-- WORK INSTRUCTIONS --
1. According to the text on the Skissernas Museum extension, which architect designed the new extension?
2. Duplicate the passage of the Skissernas Museum extension text from "Af Catherine Langer" up to and including "to respond to.".

-- SUPPLIED TEXT --
----

Skissernas Museum Extension

Culture

800
Åke Eson Lindman

Skissernas Museum, the “museum of sketches”, contains the world’s largest collection of sketches; it focuses on the artistic process itself through the extensive 80-year collection of art historian Ragnar Josephson.

Af Catherine Langer

The new extension to the Skissernas Museum of Artistic Process and Public Art in Lund, Sweden is a project by Stockholm-based architect Elding Oscarson.

The new buildings function as the museum’s entrance and contain a gift shop as well as a restaurant that opens out with an outdoor terrace to a sculpture park. As the new main entrance, the extension lets the former entrance building from 1959 integrate itself directly into its new volume as a shop and reception area. In addition to the new buildings, an inner courtyard in the existing museum is covered to create the new Birgit Rausing Hall.

The existing Skissernas Museum is a cluster of buildings from six different periods, which have all been connected into one. The gradually growing collection of buildings is an important part of the museum’s identity, and a challenge for future extensions of the museum to respond to.

The new museum extension adapts to the existing surroundings by changing its height and shape. The double-height foyer is the tallest building in the project, as it relates to the existing, massive museum building next to it. Meanwhile, the restaurant behind it is kept in a small scale to complement a more recent museum extension by Johan Celsing from 2005, which again is kept low to avoid intervening with the views from a past extension.

While the existing museum cluster created a closed block towards the existing sculpture park behind it, the new museum extension shifts the way the museum meets the park. Behind the front foyer building, the lower restaurant building releases itself from the street grid and curves itself into the park space, opening up into a south-facing terrace. In that way, a new flow is created all the way from the street, through the museum and towards the park, where restaurant visitors can enjoy their meal outside.

The grand covered courtyard space, the Birgit Rausing Hall, is constructed with a soaring 27-meter roof that expands between the existing courtyard buildings with great height variations on all sides. The plate of mirroring aluminum roof rests on four columns and is a modern contrast to the surrounding courtyard buildings, whose facades have kept their original appearance. The hall is surrounded by clerestory light, resulting in a light, high-ceilinged space that seems to be neither indoor nor outdoor.

----

[Named-object pointing records]
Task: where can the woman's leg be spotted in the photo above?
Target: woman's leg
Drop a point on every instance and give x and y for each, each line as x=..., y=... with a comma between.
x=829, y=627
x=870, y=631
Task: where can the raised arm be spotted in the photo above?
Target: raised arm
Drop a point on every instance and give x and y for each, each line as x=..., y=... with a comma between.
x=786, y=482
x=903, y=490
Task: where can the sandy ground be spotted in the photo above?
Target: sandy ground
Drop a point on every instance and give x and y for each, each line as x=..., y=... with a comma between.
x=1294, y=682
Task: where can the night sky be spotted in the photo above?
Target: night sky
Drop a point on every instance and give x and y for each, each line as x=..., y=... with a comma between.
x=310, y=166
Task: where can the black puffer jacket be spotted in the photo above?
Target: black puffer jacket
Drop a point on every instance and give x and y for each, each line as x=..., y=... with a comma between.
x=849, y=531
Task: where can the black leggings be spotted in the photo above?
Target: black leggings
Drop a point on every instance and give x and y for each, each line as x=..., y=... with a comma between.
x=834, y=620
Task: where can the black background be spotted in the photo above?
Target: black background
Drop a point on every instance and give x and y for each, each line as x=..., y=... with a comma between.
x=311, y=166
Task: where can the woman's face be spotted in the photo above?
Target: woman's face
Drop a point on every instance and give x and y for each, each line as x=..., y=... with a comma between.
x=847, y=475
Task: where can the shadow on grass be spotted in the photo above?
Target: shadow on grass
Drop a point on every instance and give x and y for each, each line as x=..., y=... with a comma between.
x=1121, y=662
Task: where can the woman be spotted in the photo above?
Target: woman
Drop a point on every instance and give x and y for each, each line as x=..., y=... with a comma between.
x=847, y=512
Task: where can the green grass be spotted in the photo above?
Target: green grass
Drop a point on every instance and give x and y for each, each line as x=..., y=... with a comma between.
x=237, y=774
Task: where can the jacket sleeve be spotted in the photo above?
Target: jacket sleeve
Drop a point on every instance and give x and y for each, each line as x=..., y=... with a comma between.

----

-- RESULTS FOR THE EXERCISE --
1. Stockholm-based architect Elding Oscarson.

2.
Af Catherine Langer

The new extension to the Skissernas Museum of Artistic Process and Public Art in Lund, Sweden is a project by Stockholm-based architect Elding Oscarson.

The new buildings function as the museum’s entrance and contain a gift shop as well as a restaurant that opens out with an outdoor terrace to a sculpture park. As the new main entrance, the extension lets the former entrance building from 1959 integrate itself directly into its new volume as a shop and reception area. In addition to the new buildings, an inner courtyard in the existing museum is covered to create the new Birgit Rausing Hall.

The existing Skissernas Museum is a cluster of buildings from six different periods, which have all been connected into one. The gradually growing collection of buildings is an important part of the museum’s identity, and a challenge for future extensions of the museum to respond to.